Below is a block of records; return all of them exactly, but without the images.

[start Given records]

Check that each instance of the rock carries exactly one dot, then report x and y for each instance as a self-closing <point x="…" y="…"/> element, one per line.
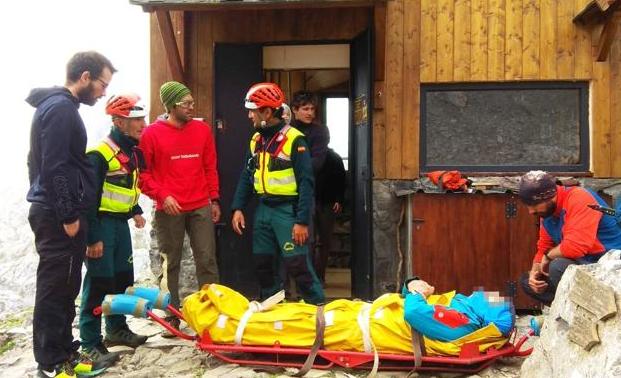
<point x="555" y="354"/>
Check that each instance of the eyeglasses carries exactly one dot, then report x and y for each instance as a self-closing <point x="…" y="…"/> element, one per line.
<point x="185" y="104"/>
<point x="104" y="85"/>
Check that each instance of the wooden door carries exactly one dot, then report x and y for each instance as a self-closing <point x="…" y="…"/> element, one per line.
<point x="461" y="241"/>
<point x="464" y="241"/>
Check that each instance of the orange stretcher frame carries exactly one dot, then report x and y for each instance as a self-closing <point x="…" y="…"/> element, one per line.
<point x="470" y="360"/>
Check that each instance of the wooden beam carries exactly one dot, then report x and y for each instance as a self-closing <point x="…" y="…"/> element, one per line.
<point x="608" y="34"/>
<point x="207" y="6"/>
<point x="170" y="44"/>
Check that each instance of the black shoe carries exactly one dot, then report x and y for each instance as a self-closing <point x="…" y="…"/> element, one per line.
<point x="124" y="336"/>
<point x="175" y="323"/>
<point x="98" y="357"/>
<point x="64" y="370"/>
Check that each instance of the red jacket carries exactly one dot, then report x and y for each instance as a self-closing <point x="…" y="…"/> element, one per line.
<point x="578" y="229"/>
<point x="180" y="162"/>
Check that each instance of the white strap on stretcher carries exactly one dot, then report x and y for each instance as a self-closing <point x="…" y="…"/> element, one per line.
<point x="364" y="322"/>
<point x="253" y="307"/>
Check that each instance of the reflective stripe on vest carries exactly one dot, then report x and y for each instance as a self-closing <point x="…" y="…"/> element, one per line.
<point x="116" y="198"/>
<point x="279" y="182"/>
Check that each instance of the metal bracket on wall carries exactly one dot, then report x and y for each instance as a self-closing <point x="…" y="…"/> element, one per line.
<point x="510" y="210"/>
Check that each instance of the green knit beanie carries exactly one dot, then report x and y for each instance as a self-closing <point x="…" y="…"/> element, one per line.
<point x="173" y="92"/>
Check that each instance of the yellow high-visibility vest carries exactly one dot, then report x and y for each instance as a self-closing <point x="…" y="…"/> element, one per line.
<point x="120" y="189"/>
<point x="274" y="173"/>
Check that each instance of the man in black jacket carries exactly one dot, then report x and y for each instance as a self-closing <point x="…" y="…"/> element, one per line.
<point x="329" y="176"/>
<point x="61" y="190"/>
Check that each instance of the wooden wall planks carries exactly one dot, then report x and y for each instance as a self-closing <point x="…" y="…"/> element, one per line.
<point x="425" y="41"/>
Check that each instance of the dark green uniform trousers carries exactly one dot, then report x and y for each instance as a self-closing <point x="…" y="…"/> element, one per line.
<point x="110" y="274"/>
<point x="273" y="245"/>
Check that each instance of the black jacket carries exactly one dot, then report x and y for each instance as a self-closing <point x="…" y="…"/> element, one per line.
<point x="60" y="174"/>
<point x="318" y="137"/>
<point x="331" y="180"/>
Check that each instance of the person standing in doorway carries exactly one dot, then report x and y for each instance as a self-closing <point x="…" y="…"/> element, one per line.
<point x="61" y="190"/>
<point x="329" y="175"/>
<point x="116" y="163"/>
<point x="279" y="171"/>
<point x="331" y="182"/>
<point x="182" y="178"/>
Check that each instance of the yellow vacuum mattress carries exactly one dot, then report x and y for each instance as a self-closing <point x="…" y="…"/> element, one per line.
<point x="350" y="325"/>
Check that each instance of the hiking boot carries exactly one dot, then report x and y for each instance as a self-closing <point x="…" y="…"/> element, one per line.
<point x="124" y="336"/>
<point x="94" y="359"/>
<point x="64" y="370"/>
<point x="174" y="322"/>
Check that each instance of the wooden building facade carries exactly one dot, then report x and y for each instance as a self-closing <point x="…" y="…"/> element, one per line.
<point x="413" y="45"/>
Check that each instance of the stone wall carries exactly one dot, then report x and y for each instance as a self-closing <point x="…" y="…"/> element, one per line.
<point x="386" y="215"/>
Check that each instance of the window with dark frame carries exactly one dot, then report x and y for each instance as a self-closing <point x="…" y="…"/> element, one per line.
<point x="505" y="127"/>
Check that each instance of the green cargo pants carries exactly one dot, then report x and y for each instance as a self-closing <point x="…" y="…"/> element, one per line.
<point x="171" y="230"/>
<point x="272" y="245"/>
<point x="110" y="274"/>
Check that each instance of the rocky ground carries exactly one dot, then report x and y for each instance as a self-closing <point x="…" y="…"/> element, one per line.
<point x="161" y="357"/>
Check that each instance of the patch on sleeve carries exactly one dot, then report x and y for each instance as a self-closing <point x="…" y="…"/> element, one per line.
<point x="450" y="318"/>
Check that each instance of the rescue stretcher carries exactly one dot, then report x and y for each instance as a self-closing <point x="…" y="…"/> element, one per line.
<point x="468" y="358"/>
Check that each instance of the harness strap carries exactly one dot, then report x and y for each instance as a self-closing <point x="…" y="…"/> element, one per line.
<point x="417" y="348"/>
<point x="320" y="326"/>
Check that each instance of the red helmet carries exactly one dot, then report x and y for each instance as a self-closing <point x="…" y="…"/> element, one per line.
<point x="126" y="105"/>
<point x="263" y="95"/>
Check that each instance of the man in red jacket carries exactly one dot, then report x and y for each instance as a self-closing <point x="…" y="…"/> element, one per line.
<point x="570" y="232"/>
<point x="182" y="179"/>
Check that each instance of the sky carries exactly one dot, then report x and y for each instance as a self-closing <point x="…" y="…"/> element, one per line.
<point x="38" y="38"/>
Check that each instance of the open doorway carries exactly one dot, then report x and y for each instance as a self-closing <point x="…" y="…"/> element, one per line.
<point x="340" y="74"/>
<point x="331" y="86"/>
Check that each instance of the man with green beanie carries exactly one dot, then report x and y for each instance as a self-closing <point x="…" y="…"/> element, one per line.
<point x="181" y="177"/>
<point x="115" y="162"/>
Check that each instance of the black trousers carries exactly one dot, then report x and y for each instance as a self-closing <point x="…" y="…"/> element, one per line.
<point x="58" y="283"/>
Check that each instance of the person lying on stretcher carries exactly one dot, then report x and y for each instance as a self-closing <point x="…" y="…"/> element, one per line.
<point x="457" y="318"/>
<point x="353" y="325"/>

[end Given records]

- Output for this exercise -
Check that each instance of the rock carries exactly one dot, then report x and y for each instance as a self-closing <point x="…" y="…"/> element, one per line.
<point x="555" y="354"/>
Check that each instance of the eyeglasses carries exactly one dot, then report x and y for each instance as a self-closing <point x="…" y="…"/> element, one per line.
<point x="185" y="104"/>
<point x="104" y="85"/>
Check that each instance of the wooden door carries exactly one dot, then report x and y for each instance as a self-closing <point x="…" y="…"/> element, one per line.
<point x="461" y="241"/>
<point x="464" y="241"/>
Check that each instance of the orange stretcher frame carries exactly one dot, then report x and y for each instance as a self-closing <point x="…" y="…"/> element, one per line.
<point x="470" y="360"/>
Check that each instance of the wooden beam carries exactly one dot, then report x and y for each instance as a self-closing <point x="…" y="…"/> element, one per line.
<point x="608" y="34"/>
<point x="207" y="6"/>
<point x="170" y="44"/>
Check that each instance of the black shoe carries exactly one dot, then report x and y for each instance as a self-closing <point x="…" y="…"/> element, one per line.
<point x="124" y="336"/>
<point x="175" y="323"/>
<point x="98" y="357"/>
<point x="64" y="370"/>
Check that each instance of the red jacket carries exactly one dot, then report x and y for each instance as a self-closing <point x="…" y="…"/> element, one per line.
<point x="578" y="229"/>
<point x="180" y="162"/>
Check that each instance of the white strap on stretcher carries exactly one dot, then report x and y for each instance as a self-closing <point x="…" y="…"/> element, one per line.
<point x="364" y="322"/>
<point x="253" y="307"/>
Check that each instance of the reflective stripe on vest carries exactly one dot, then report x and y for each instance as a self-closing <point x="…" y="…"/> element, one per line.
<point x="116" y="198"/>
<point x="279" y="182"/>
Check that each instance of the metal bracket on wall carries exactly one dot, then report x and y for each instance as a self-closing <point x="…" y="…"/> element, one per line.
<point x="510" y="210"/>
Check that each instance of the green knit beanie carries exactly one dot, then report x and y for each instance as a self-closing <point x="…" y="…"/> element, one per line.
<point x="173" y="92"/>
Check that each instance of the yellow high-visibility vest carries exactly one dot, then report x and y for each instance as a self-closing <point x="…" y="…"/> element, one per line.
<point x="120" y="189"/>
<point x="274" y="173"/>
Check that each instance of the man in black jacket carries exactly one dot, then report x and y for each instance as a self-closing <point x="…" y="…"/> element, one per line.
<point x="329" y="176"/>
<point x="61" y="190"/>
Check that each instance of the wooden wall planks carries exactly one dot, then report x and y for each instance as a self-closing <point x="…" y="…"/> element, one per line.
<point x="425" y="41"/>
Check that each instance of the dark green uniform trousers carries exactly one dot, then report x and y for each instance as a self-closing <point x="…" y="…"/> element, one per line.
<point x="110" y="274"/>
<point x="273" y="245"/>
Check that each instance of the black jacket carries exactly one dot, then report x and y for each instance as a self-closing <point x="…" y="…"/> element, one per line.
<point x="60" y="174"/>
<point x="318" y="137"/>
<point x="331" y="180"/>
Check that each instance of the person standing in doorway carries exactly one dot, then report x and y for each instance as a self-closing <point x="…" y="…"/> element, one per line.
<point x="61" y="190"/>
<point x="329" y="175"/>
<point x="116" y="163"/>
<point x="279" y="171"/>
<point x="331" y="182"/>
<point x="182" y="178"/>
Check that each instance of the yellow vacuum mattress carries exactly one dot, then report x and y for each instance as a self-closing <point x="…" y="…"/> element, one per line.
<point x="350" y="325"/>
Check that each instance of the hiking boot carries exactly one dot, then report x and y for each instance as a self-closing <point x="…" y="…"/> element, one per line.
<point x="124" y="336"/>
<point x="94" y="359"/>
<point x="64" y="370"/>
<point x="174" y="322"/>
Check that each instance of the wooden building facade carries exactly one dot, then report x and y for each instance as a self-closing <point x="…" y="…"/> element, one per line.
<point x="413" y="45"/>
Check that each instance of the stone wall carries exactly one dot, then report x and y for each instance as a self-closing <point x="…" y="…"/> element, one per line.
<point x="386" y="215"/>
Check that each instance of the window with dark frame carries exactly one dot, then report x and y for each instance as a self-closing <point x="…" y="…"/> element, one per line.
<point x="505" y="127"/>
Check that each instance of the green cargo pants carries exactly one dot, then report x and y for each instance as a self-closing <point x="…" y="…"/> element, one per line.
<point x="171" y="230"/>
<point x="272" y="245"/>
<point x="110" y="274"/>
Check that each instance of the rocky ground carries exactly one dot, then report x and y for each instance as a self-closing <point x="…" y="…"/> element, one per line.
<point x="161" y="357"/>
Check that each instance of the patch on sleeve carries exactly one dot, then report x and y for each instance as a self-closing <point x="…" y="…"/> element, one per line.
<point x="450" y="318"/>
Check that each instance of the rescue stretcher carries exactly one dot, then report x and y for each instance as a self-closing <point x="…" y="…"/> element, one per line.
<point x="468" y="358"/>
Check that each instance of the harness strap carries exactly one dot, then report x and y for each instance as a self-closing <point x="…" y="…"/> element, one per line.
<point x="417" y="348"/>
<point x="320" y="326"/>
Check that each instance of the red helmet carries exactly one dot, then report x and y for each instance as a self-closing <point x="…" y="…"/> element, one per line.
<point x="126" y="105"/>
<point x="263" y="95"/>
Check that each instance of the man in red jacket carries exactly one dot, then report x and y for each instance as a self-closing <point x="…" y="…"/> element, one per line.
<point x="570" y="232"/>
<point x="182" y="179"/>
Check that each instance of the sky carries exactly one dot, then report x and y for each instance as a self-closing <point x="…" y="…"/> element, one per line.
<point x="38" y="38"/>
Check that each instance of the open doorway carries exactly one dot, then report x and y for each instance as a self-closing <point x="…" y="…"/> element, one per line.
<point x="340" y="74"/>
<point x="331" y="86"/>
Check that each instance of the man with green beanie carries exactly one dot, then report x and y for each instance as a self-closing <point x="…" y="…"/> element, one per line.
<point x="181" y="177"/>
<point x="115" y="162"/>
Check that each instance of the black trousers carries exactly one dot, then report x and y for each instance as a self-closing <point x="…" y="…"/> element, one per line.
<point x="58" y="283"/>
Check that each instance of the person lying on stretcher carries exactly one dot, then report x and y for each instance as a self-closing <point x="…" y="…"/> element, one per line.
<point x="457" y="318"/>
<point x="353" y="325"/>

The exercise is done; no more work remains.